Instruction:
Reproduce the passage on Triplicate Girl, everything from "The bodies of" down to "happens to her!", swapping "Lightning Lad" for "Cosmic Boy".

Page:

========================

The bodies of Una and Karate Kid are eventually discovered by the Gotham City Police Department on New Earth, and Superman and the visiting Lightning Lad mourn their death.  However, Una's fellow stranded Legionnaire, Starman, tells them: "Don't worry about Luornu...Triplicate! Duo! Una! Wait until you see what happens to her!

Legion of 3 Worlds
In the final issue of the Final Crisis: Legion of 3 Worlds series, Luornu returns to assist the Legion in battle with the Legion of Super-Villains, revealing that she has gained the ability to create vast numbers of duplicate bodies, and now goes by the name "Duplicate Damsel". She and Bouncing Boy have just returned from their honeymoon. She also reveals that Una was the second and last of her original duplicates.  In subsequent New Earth appearances she uses the name "Duplicate Girl".

In the "Watchmen" sequel "Doomsday Clock", Triplicate Girl is among the Legion of Super-Heroes members that appear in the present after Doctor Manhattan undid the experiment that erased the Legion of Super-Heroes and the Justice Society of America.

Powers and abilities
Triplicate Girl has the ability to split into three identical bodies. When Triplicate Girl merges into one body, she gains the memories and knowledge that her divided selves obtained.

In post-Zero Hour continuity, Triad's separate selves can be physically identified by eye color, hair, and outfit — the integrated Triad (and Triad-White) have one orange and one purple eye, Triad-Orange has two orange eyes, and Triad-Purple has two purple eyes. In terms of personality, Triad-Orange tends to be shyer, and Triad-Purple is more aggressive, than Triad-White, with the integrated Triad behaving similarly to Triad-White. She tends to wear clothes which make it clear which of her is which, and is also a practitioner of Tri-Jitsu, the fighting ability of strategic blows with three different bodies.

========================

Dataset records:
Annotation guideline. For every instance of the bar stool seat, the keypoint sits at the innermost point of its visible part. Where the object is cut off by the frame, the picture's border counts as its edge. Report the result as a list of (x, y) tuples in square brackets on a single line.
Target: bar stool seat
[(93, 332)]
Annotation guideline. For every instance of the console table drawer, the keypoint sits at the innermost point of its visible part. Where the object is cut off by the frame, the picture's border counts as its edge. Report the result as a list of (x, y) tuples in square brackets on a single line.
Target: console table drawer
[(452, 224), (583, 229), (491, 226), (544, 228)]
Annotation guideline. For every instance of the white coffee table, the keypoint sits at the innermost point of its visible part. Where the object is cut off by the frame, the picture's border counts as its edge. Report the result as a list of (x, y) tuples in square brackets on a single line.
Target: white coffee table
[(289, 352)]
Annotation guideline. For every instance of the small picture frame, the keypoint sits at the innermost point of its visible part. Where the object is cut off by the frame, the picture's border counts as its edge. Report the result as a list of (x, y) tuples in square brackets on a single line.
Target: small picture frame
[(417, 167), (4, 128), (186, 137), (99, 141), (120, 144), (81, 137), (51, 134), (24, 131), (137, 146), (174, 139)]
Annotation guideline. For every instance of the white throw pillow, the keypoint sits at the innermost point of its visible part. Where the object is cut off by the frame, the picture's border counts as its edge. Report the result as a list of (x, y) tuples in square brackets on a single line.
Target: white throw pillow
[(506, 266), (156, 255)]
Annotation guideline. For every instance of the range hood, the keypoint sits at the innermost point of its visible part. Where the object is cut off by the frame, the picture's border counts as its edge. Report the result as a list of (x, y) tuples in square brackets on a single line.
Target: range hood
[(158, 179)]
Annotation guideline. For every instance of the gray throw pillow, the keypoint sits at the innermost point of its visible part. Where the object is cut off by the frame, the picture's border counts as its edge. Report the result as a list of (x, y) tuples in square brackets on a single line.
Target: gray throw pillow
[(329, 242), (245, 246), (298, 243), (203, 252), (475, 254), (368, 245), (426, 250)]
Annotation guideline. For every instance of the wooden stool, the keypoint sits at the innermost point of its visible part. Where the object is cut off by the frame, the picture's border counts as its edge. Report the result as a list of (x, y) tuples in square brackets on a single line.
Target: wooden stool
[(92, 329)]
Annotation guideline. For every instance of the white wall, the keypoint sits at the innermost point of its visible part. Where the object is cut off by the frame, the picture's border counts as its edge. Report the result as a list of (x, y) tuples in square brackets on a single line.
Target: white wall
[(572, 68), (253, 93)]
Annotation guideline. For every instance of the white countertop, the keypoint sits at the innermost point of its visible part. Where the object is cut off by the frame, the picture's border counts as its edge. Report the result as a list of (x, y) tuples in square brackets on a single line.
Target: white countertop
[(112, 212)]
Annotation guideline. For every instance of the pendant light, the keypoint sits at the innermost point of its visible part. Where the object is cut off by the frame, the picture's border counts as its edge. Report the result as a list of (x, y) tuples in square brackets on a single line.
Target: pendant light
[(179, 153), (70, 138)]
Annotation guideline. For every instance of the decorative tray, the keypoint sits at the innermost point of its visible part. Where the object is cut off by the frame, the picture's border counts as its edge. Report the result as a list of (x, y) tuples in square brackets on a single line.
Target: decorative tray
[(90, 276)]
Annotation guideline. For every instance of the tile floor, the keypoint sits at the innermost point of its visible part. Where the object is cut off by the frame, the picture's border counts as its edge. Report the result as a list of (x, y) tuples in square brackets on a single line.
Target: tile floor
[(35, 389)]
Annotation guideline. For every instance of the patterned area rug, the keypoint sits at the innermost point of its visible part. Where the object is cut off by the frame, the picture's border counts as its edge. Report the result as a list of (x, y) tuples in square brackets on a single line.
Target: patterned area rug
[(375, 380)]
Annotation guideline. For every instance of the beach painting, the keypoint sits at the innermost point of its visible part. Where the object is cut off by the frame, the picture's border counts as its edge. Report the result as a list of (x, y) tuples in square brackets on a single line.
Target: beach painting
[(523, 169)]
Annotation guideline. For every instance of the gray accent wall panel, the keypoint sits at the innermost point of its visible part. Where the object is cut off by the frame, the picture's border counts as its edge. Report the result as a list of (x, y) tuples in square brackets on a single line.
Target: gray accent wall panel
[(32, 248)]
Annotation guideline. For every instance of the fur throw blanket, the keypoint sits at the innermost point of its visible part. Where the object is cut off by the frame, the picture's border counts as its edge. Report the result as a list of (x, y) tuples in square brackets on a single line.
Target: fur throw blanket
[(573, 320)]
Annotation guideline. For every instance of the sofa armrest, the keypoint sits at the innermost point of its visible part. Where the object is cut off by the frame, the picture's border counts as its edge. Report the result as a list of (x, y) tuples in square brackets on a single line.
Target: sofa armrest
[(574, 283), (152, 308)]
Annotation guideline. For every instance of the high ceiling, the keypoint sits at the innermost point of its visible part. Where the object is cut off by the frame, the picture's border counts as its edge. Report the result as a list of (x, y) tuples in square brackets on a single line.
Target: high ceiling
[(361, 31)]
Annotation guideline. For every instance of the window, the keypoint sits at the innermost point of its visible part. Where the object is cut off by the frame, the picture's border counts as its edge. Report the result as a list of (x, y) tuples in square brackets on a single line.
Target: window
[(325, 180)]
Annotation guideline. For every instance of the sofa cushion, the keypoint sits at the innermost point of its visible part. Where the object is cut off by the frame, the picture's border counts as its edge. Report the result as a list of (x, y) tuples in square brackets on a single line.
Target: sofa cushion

========================

Solution for this problem:
The bodies of Una and Karate Kid are eventually discovered by the Gotham City Police Department on New Earth, and Superman and the visiting Cosmic Boy mourn their death.  However, Una's fellow stranded Legionnaire, Starman, tells them: "Don't worry about Luornu...Triplicate! Duo! Una! Wait until you see what happens to her!